=== Begin Enclosure ===

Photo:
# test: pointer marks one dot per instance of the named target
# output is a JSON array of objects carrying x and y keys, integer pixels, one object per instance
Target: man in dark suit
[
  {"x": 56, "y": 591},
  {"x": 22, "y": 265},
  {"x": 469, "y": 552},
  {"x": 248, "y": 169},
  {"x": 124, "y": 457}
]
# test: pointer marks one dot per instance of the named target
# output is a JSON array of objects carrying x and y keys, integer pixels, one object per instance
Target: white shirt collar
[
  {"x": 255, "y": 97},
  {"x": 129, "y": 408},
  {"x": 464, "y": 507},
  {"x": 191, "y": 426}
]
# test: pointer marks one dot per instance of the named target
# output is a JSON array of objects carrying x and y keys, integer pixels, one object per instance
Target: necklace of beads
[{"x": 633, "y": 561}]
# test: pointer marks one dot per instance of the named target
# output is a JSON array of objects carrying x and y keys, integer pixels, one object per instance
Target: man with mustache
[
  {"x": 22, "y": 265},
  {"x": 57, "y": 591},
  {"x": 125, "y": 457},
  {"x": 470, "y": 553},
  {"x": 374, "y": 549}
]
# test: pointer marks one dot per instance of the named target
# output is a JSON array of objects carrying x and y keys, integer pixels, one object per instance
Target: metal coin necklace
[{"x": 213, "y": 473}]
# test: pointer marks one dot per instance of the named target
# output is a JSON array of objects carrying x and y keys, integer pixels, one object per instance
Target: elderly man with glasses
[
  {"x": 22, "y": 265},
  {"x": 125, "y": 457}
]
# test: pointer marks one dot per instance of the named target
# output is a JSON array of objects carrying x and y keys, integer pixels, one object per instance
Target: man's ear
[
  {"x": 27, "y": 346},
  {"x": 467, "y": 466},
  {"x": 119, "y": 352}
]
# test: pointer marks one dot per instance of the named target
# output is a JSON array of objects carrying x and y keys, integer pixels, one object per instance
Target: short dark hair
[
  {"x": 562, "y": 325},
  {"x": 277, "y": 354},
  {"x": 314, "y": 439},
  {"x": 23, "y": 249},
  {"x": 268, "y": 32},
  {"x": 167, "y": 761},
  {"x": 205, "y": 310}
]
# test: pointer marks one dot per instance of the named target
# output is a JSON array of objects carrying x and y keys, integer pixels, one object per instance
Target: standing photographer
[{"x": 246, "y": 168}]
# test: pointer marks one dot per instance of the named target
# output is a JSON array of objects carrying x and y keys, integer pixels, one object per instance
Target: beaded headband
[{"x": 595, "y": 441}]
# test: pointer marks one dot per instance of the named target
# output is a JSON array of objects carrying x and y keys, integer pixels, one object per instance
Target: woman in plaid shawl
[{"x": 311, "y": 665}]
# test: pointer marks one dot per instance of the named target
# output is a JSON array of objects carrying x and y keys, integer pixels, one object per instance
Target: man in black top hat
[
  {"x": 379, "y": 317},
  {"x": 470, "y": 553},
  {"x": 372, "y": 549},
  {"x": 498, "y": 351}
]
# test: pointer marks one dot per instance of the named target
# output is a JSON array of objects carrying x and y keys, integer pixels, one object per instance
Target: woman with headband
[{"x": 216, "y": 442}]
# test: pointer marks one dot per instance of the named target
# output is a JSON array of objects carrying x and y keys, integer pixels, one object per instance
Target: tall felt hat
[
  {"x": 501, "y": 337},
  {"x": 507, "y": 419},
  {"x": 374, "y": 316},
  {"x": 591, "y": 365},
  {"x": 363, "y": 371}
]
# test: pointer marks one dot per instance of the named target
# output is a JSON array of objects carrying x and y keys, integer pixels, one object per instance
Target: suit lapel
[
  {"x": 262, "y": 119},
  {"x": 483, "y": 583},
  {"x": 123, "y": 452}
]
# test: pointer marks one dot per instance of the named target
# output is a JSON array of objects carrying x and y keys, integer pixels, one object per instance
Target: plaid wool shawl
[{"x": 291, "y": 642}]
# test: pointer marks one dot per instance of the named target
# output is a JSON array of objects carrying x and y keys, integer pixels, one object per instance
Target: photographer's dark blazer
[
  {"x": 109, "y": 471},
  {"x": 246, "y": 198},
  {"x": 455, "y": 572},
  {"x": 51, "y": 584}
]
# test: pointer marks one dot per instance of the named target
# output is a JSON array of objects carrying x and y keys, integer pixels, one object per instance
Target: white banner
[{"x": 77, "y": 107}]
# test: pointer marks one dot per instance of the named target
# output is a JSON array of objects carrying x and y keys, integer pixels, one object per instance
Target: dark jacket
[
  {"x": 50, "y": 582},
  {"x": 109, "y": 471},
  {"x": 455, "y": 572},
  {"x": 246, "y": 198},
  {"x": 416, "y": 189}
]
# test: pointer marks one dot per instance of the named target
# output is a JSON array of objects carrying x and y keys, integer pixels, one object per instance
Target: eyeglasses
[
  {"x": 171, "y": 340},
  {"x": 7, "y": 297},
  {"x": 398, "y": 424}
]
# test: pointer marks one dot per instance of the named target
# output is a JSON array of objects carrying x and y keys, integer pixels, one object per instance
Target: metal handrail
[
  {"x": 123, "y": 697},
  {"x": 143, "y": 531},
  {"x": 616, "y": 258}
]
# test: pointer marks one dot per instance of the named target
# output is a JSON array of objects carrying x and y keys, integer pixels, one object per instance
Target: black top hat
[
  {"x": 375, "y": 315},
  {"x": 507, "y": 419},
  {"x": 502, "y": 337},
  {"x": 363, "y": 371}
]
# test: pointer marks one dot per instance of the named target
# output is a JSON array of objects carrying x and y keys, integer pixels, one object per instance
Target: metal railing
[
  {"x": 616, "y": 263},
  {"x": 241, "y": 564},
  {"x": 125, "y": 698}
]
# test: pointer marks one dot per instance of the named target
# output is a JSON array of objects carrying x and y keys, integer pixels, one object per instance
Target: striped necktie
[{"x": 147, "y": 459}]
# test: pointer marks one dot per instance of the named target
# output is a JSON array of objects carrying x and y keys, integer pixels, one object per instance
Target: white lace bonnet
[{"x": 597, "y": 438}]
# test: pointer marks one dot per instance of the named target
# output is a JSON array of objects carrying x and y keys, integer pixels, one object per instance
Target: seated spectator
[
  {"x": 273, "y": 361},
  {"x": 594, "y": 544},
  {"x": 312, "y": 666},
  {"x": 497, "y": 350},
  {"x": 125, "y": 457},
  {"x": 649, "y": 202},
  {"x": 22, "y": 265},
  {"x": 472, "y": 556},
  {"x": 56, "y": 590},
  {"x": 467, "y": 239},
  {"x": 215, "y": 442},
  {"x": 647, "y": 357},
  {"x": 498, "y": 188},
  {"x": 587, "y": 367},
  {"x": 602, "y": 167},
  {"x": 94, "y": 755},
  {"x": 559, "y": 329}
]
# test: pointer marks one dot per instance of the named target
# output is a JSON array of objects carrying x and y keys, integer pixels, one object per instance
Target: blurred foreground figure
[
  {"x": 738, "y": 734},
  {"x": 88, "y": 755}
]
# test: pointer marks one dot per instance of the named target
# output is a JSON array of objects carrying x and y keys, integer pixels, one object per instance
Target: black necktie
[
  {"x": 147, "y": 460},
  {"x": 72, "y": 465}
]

=== End Enclosure ===

▶ What this task involves
Repeat the data exactly, with every line included.

▶ Written response
Photo:
# test: pointer marks one dot per instance of the named target
# output is a JSON array of objects carrying x and y keys, integer pixels, one object per instance
Target: man in dark suit
[
  {"x": 56, "y": 591},
  {"x": 22, "y": 265},
  {"x": 469, "y": 552},
  {"x": 248, "y": 169},
  {"x": 124, "y": 457}
]
# test: pointer marks one dot per instance of the named target
# output is a JSON array of objects carrying x and y keys, integer pixels, one object per instance
Target: white shirt collar
[
  {"x": 255, "y": 97},
  {"x": 129, "y": 408},
  {"x": 464, "y": 507},
  {"x": 191, "y": 426}
]
# test: pointer marks one dot per instance of the named target
# output is a JSON array of objects carrying x and y keys, integer pixels, one object per instance
Target: necklace of beads
[{"x": 633, "y": 561}]
# test: pointer marks one dot per instance of the named target
# output is a JSON array of objects carrying x and y keys, integer pixels, one object per instance
Target: man with mustache
[
  {"x": 22, "y": 265},
  {"x": 57, "y": 591},
  {"x": 125, "y": 457},
  {"x": 470, "y": 553},
  {"x": 374, "y": 549}
]
# test: pointer marks one dot per instance of the named target
# output is a JSON array of objects carrying x and y keys, integer pixels, one object per instance
Target: metal coin necklace
[{"x": 213, "y": 473}]
# test: pointer marks one dot per instance of the named target
# output is a JSON array of objects carrying x and y keys, integer pixels, one object per instance
Target: elderly man with glasses
[
  {"x": 22, "y": 265},
  {"x": 125, "y": 457}
]
# test: pointer marks one dot per instance of the named target
# output is a JSON array of objects carrying x and y keys, integer pixels, one object per instance
Target: man's ear
[
  {"x": 27, "y": 346},
  {"x": 467, "y": 466},
  {"x": 119, "y": 352}
]
# test: pointer marks one dot per instance of the named target
# output is a JSON array of objects carrying x and y keys, integer pixels, one object per instance
Target: short dark hair
[
  {"x": 562, "y": 325},
  {"x": 277, "y": 354},
  {"x": 314, "y": 439},
  {"x": 23, "y": 249},
  {"x": 268, "y": 32},
  {"x": 167, "y": 761},
  {"x": 205, "y": 310}
]
# test: pointer marks one dot per instance of the named target
# output is a JSON array of objects carrying x and y keys, integer pixels, one object per instance
Target: standing photographer
[{"x": 246, "y": 168}]
# test: pointer marks one dot per instance of the named target
# output is a JSON array of objects carrying x and y keys, integer pixels, one object per instance
Target: beaded headband
[{"x": 595, "y": 441}]
# test: pointer marks one dot per instance of the named target
# output is a JSON array of objects carrying x and y keys, integer pixels, one object per instance
Target: woman in plaid shawl
[{"x": 311, "y": 665}]
# test: pointer marks one dot per instance of the named target
# output is a JSON array of objects carrying x and y keys, integer pixels, one object per instance
Target: man in black top hat
[
  {"x": 379, "y": 317},
  {"x": 470, "y": 553},
  {"x": 372, "y": 549},
  {"x": 498, "y": 351}
]
# test: pointer marks one dot per instance of the named target
# output is a JSON array of objects carrying x and y keys, integer pixels, one object per instance
Target: woman with headband
[{"x": 216, "y": 442}]
# test: pointer marks one dot per instance of the named target
# output is a JSON array of objects carrying x and y keys, integer pixels, one object per instance
Target: tall felt hat
[
  {"x": 501, "y": 337},
  {"x": 507, "y": 419},
  {"x": 374, "y": 316},
  {"x": 591, "y": 365},
  {"x": 363, "y": 371}
]
# test: pointer marks one dot per instance of the named target
# output is a JSON array of objects carrying x and y keys, integer pixels, one object per instance
Target: suit lapel
[
  {"x": 262, "y": 119},
  {"x": 483, "y": 583},
  {"x": 123, "y": 452}
]
# test: pointer marks one dot per instance of the named target
# output is a JSON array of objects carrying x and y keys, integer pixels, one object per instance
Target: plaid wool shawl
[{"x": 291, "y": 642}]
# test: pointer marks one dot per instance of the named target
# output is a JSON array of objects carrying x and y keys, integer pixels, one object per instance
Target: photographer's dark blazer
[
  {"x": 109, "y": 471},
  {"x": 246, "y": 198},
  {"x": 455, "y": 572},
  {"x": 51, "y": 584}
]
# test: pointer marks one dot per instance of the named target
# output is a JSON array of objects carrying x and y keys, integer pixels, one object per instance
Target: white banner
[{"x": 77, "y": 107}]
# test: pointer marks one dot per instance of the named target
# output is a JSON array of objects carrying x and y keys, integer pixels, one object per instance
Target: dark jacket
[
  {"x": 50, "y": 582},
  {"x": 109, "y": 471},
  {"x": 455, "y": 572},
  {"x": 246, "y": 198},
  {"x": 416, "y": 189}
]
# test: pointer marks one dot per instance of the named target
# output is a JSON array of objects carrying x and y keys, integer pixels, one object per instance
Target: eyeglasses
[
  {"x": 171, "y": 340},
  {"x": 7, "y": 297},
  {"x": 398, "y": 424}
]
# test: pointer marks one dot per instance of the named target
# output is a JSON array of objects carrying x and y keys, integer pixels, one object per instance
Target: metal handrail
[
  {"x": 123, "y": 697},
  {"x": 143, "y": 531},
  {"x": 616, "y": 258}
]
# test: pointer marks one dot per instance of the named target
# output is a JSON array of objects carrying x and y keys, integer pixels, one object per instance
Target: black top hat
[
  {"x": 375, "y": 315},
  {"x": 507, "y": 419},
  {"x": 502, "y": 337},
  {"x": 363, "y": 371}
]
# test: pointer marks one dot per instance of the named target
# output is a JSON array of objects carrying x and y keys, integer pixels, one object per instance
Target: metal railing
[
  {"x": 616, "y": 263},
  {"x": 241, "y": 564},
  {"x": 125, "y": 698}
]
# test: pointer marks one dot per instance of the named target
# output is a JSON array of objects carrying x and y keys, integer pixels, one object per instance
Target: striped necktie
[{"x": 147, "y": 459}]
# test: pointer marks one dot per instance of the named target
# output is a JSON array of objects carrying x and y keys, integer pixels, one object per instance
Target: white lace bonnet
[{"x": 597, "y": 438}]
# test: pointer marks one dot per instance of the named target
# output is a JSON array of objects carrying x and y keys, integer pixels, one object per instance
Target: seated spectator
[
  {"x": 273, "y": 361},
  {"x": 594, "y": 544},
  {"x": 312, "y": 666},
  {"x": 497, "y": 350},
  {"x": 125, "y": 457},
  {"x": 649, "y": 202},
  {"x": 22, "y": 265},
  {"x": 472, "y": 556},
  {"x": 56, "y": 590},
  {"x": 467, "y": 239},
  {"x": 215, "y": 442},
  {"x": 647, "y": 357},
  {"x": 498, "y": 188},
  {"x": 587, "y": 367},
  {"x": 602, "y": 167},
  {"x": 94, "y": 755},
  {"x": 559, "y": 329}
]
# test: pointer marks one dot per instance of the named target
# output is a JSON array of objects carrying x and y keys, integer pixels, one object per instance
Target: blurred foreground figure
[
  {"x": 738, "y": 734},
  {"x": 88, "y": 755}
]
# test: pointer marks one dot per instance of the named target
# output is a JSON array of objects carrying x and y keys, integer pixels, one object per instance
Target: black necktie
[
  {"x": 147, "y": 460},
  {"x": 72, "y": 465}
]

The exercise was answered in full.